_Listing_:
----

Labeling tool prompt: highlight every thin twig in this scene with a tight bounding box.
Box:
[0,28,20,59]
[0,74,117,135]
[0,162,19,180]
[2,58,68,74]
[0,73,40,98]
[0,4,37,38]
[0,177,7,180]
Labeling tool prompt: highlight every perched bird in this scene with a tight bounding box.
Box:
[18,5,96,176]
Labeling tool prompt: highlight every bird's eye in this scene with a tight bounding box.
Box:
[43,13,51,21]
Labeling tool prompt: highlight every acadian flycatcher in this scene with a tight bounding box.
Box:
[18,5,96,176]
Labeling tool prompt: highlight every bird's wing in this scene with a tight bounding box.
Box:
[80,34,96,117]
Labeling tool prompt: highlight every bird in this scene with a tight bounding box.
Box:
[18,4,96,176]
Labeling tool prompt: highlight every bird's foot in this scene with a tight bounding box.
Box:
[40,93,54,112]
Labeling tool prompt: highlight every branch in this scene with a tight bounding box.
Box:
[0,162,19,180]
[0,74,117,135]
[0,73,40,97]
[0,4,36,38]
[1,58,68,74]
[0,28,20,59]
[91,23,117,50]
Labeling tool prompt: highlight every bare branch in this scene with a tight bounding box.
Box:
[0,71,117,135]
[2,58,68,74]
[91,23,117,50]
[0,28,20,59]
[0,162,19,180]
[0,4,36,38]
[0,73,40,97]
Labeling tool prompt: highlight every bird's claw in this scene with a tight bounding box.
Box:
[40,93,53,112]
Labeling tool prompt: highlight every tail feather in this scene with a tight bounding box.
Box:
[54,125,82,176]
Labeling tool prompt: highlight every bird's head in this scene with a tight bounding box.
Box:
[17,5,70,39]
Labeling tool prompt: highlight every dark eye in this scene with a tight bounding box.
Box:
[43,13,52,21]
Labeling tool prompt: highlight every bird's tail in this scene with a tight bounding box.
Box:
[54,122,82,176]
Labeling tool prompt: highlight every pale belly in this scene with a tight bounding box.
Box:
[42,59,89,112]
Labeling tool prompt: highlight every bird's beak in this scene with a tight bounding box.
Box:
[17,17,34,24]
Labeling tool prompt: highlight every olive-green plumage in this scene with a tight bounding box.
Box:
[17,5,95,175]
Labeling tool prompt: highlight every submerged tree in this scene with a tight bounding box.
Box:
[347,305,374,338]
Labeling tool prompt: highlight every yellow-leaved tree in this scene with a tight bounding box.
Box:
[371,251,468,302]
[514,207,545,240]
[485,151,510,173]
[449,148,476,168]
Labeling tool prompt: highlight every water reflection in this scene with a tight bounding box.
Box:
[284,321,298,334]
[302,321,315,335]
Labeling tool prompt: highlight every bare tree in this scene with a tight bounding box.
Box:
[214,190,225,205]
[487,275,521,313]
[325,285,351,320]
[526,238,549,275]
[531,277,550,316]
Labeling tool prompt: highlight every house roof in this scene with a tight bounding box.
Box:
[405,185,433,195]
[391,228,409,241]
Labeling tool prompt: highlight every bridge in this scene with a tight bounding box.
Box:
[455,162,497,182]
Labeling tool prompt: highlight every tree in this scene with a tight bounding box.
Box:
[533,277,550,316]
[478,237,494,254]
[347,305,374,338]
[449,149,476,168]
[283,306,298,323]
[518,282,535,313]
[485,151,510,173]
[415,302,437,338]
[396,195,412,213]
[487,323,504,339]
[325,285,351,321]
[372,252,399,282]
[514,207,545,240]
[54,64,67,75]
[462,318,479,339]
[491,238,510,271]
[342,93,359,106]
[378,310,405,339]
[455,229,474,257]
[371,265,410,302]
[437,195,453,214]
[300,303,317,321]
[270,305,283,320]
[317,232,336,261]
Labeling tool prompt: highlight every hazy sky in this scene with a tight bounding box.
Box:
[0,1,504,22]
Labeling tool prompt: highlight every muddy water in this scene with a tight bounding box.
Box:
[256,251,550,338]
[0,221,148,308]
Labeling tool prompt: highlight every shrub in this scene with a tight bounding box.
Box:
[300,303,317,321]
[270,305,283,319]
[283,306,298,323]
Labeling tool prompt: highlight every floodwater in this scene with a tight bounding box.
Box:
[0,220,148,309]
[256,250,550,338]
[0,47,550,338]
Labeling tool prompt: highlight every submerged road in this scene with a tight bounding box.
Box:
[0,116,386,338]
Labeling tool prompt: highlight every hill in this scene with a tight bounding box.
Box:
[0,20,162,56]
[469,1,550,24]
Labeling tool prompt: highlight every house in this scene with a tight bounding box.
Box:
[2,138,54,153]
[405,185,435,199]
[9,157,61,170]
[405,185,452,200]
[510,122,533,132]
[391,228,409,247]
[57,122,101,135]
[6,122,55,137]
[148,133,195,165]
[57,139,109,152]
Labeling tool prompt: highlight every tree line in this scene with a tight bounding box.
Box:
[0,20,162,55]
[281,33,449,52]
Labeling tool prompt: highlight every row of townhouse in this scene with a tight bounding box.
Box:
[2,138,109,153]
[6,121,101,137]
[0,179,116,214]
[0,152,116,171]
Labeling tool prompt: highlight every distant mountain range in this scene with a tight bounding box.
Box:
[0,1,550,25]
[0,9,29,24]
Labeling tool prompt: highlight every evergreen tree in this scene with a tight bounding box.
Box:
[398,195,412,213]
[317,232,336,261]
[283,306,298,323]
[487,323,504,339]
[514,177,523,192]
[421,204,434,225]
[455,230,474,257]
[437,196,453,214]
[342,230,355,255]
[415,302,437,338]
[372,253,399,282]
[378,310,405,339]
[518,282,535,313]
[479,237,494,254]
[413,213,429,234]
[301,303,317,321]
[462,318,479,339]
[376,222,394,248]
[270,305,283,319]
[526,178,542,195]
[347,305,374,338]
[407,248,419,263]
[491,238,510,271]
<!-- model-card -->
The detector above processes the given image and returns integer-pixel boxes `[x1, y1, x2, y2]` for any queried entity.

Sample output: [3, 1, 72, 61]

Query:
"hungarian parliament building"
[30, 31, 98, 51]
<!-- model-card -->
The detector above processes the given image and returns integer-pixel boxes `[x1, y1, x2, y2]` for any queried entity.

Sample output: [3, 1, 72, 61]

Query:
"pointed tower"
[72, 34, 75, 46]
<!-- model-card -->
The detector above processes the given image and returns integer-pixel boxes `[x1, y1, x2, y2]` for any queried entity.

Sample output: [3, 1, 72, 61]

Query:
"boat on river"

----

_Written exercise_:
Reproduce all of the records above word for word, leaving every line unchanged.

_Solution for this exercise_:
Labeling tool prompt: highlight every thin twig in this scene with a tight bounding box.
Box:
[0,28,20,59]
[0,74,117,135]
[0,162,19,180]
[2,58,68,74]
[0,73,40,98]
[0,4,37,38]
[0,177,7,180]
Labeling tool prompt: highlight every perched bird in this scene with a tight bounding box.
Box:
[18,5,96,176]
Labeling tool prompt: highlight every bird's eye in this scene with a tight bounding box.
Box:
[43,13,51,21]
Labeling tool prompt: highlight every acadian flycatcher in this scene with a tight bounding box.
Box:
[18,5,96,176]
Labeling tool prompt: highlight every bird's wing in this scene with a tight bounding box.
Box:
[80,34,96,117]
Labeling tool prompt: highlight every bird in this scene with a tight bounding box.
Box:
[18,4,96,176]
Labeling tool prompt: highlight every bird's foot in this scene with a tight bounding box.
Box:
[40,93,54,112]
Labeling tool prompt: highlight every branch in this scene with a tight bounding box.
Box:
[0,162,19,180]
[0,74,117,135]
[0,73,40,97]
[0,4,36,38]
[1,58,68,74]
[0,28,20,59]
[91,23,117,50]
Labeling tool prompt: highlight every bare branch in this scene with a tight bounding box.
Box:
[0,71,117,135]
[2,58,68,74]
[91,23,117,50]
[0,28,20,59]
[0,162,19,180]
[0,4,36,38]
[0,73,40,97]
Labeling tool prompt: highlight every bird's claw in this scene with a tight bounding box.
Box:
[40,93,53,112]
Labeling tool prompt: highlight every tail feather in this scene with a tight bounding box.
Box:
[54,125,82,176]
Labeling tool prompt: highlight every bird's head in this scene with a tight bounding box.
Box:
[17,5,70,39]
Labeling tool prompt: highlight every dark eye in this scene with a tight bounding box.
Box:
[43,13,52,21]
Labeling tool prompt: highlight every bird's tail in this scene with a tight bounding box.
Box:
[54,122,82,176]
Labeling tool prompt: highlight every pale belly in this scene with a tight bounding box.
Box:
[42,59,89,112]
Labeling tool prompt: highlight every bird's beak in this scene with a tight bounding box.
Box:
[17,17,34,24]
Labeling tool prompt: highlight every olive-green plumage in this scene with a tight bounding box.
Box:
[17,5,95,175]
Labeling tool prompt: highlight every submerged tree in this scene with a tight bounding box.
Box:
[347,305,374,338]
Labeling tool prompt: highlight every yellow-leaved tree in this scene with a tight bounding box.
Box:
[371,251,468,302]
[514,207,545,240]
[485,151,510,173]
[449,148,476,168]
Labeling tool prompt: highlight every water reflection in this scene with a tight bounding box.
Box:
[284,321,298,334]
[302,321,315,335]
Labeling tool prompt: highlight every bare tree in this scene with a tight bounding box.
Box:
[214,190,225,205]
[487,275,521,313]
[325,285,351,320]
[526,238,549,275]
[531,277,550,316]
Labeling tool prompt: highlight every house roof in this scene with a tight bounding box.
Box:
[405,185,433,195]
[391,228,409,241]
Labeling tool prompt: highlight every bridge in this scene with a tight bounding box.
Box:
[455,162,497,182]
Labeling tool prompt: highlight every tree in this scene with a tight bounding box.
Box:
[533,277,550,316]
[478,237,494,254]
[347,305,374,338]
[449,149,476,168]
[283,306,298,323]
[518,282,535,313]
[485,151,510,173]
[415,302,437,338]
[396,195,412,213]
[487,323,504,339]
[325,285,351,321]
[372,252,399,282]
[514,207,545,240]
[54,64,67,75]
[462,318,479,339]
[491,238,510,271]
[342,93,359,106]
[378,310,405,339]
[455,229,474,257]
[371,265,410,302]
[437,195,453,214]
[300,303,317,321]
[270,305,283,320]
[317,232,336,261]
Labeling tool prompt: highlight every hazy sky in this scene with a tight bounding box.
Box:
[0,1,504,22]
Labeling tool prompt: highlight every muddy water in this scene with a tight bounding box.
Box:
[256,251,550,338]
[0,221,148,308]
Labeling tool prompt: highlight every shrub in this scene with a tight bounding box.
Box:
[300,303,317,321]
[270,305,283,319]
[283,306,298,323]
Labeling tool prompt: highlight every floodwater in this scene with a tight bounding box.
Box:
[0,220,148,309]
[256,250,550,338]
[0,47,550,338]
Labeling tool prompt: highlight every submerged road in this scene with a tight bounding box.
Box:
[0,116,386,338]
Labeling tool prompt: highlight every hill in this scene with a tight bounding box.
Box:
[0,20,162,56]
[469,1,550,24]
Labeling tool prompt: highlight every house in this scene with a tight bounding box.
Box:
[2,138,54,153]
[405,185,435,199]
[9,157,61,170]
[405,185,452,200]
[510,122,533,132]
[391,228,409,247]
[57,122,101,135]
[6,122,55,137]
[148,133,195,165]
[57,139,109,152]
Labeling tool prompt: highlight every tree line in this scene with a tight bounding box.
Box:
[0,20,162,55]
[281,33,449,52]
Labeling tool prompt: highlight every row of townhouse in this scene with a tight bounding box.
Box:
[2,138,109,153]
[6,121,101,137]
[0,179,116,214]
[0,152,116,171]
Labeling tool prompt: highlight every distant mountain range in this scene with a tight bounding box.
Box:
[0,1,550,25]
[0,9,29,24]
Labeling tool prompt: highlight every evergreen tree in this scene with a tight bounding box.
Box:
[398,195,412,213]
[317,232,336,261]
[283,306,298,323]
[487,323,504,339]
[514,177,523,192]
[421,204,434,225]
[455,230,474,257]
[437,196,453,214]
[342,230,355,255]
[415,302,437,338]
[372,253,399,282]
[378,310,405,339]
[518,282,535,313]
[479,237,494,254]
[413,213,429,234]
[301,303,317,321]
[462,318,479,339]
[376,222,394,248]
[270,305,283,319]
[526,178,542,195]
[347,305,374,338]
[407,248,419,263]
[491,238,510,271]
<!-- model-card -->
The detector above processes the given image and returns integer-pixel boxes `[x1, y1, x2, y2]` for any queried entity.

Sample output: [3, 1, 72, 61]

Query:
"hungarian parliament building"
[30, 31, 98, 51]
<!-- model-card -->
The detector above processes the given image and returns integer-pixel boxes `[x1, y1, x2, y2]` for any queried entity.

Sample output: [3, 1, 72, 61]

Query:
"pointed tower"
[72, 34, 75, 46]
<!-- model-card -->
The detector above processes the given image and returns integer-pixel boxes `[x1, y1, x2, y2]` for any queried entity.

Sample output: [3, 1, 72, 61]

Query:
"boat on river"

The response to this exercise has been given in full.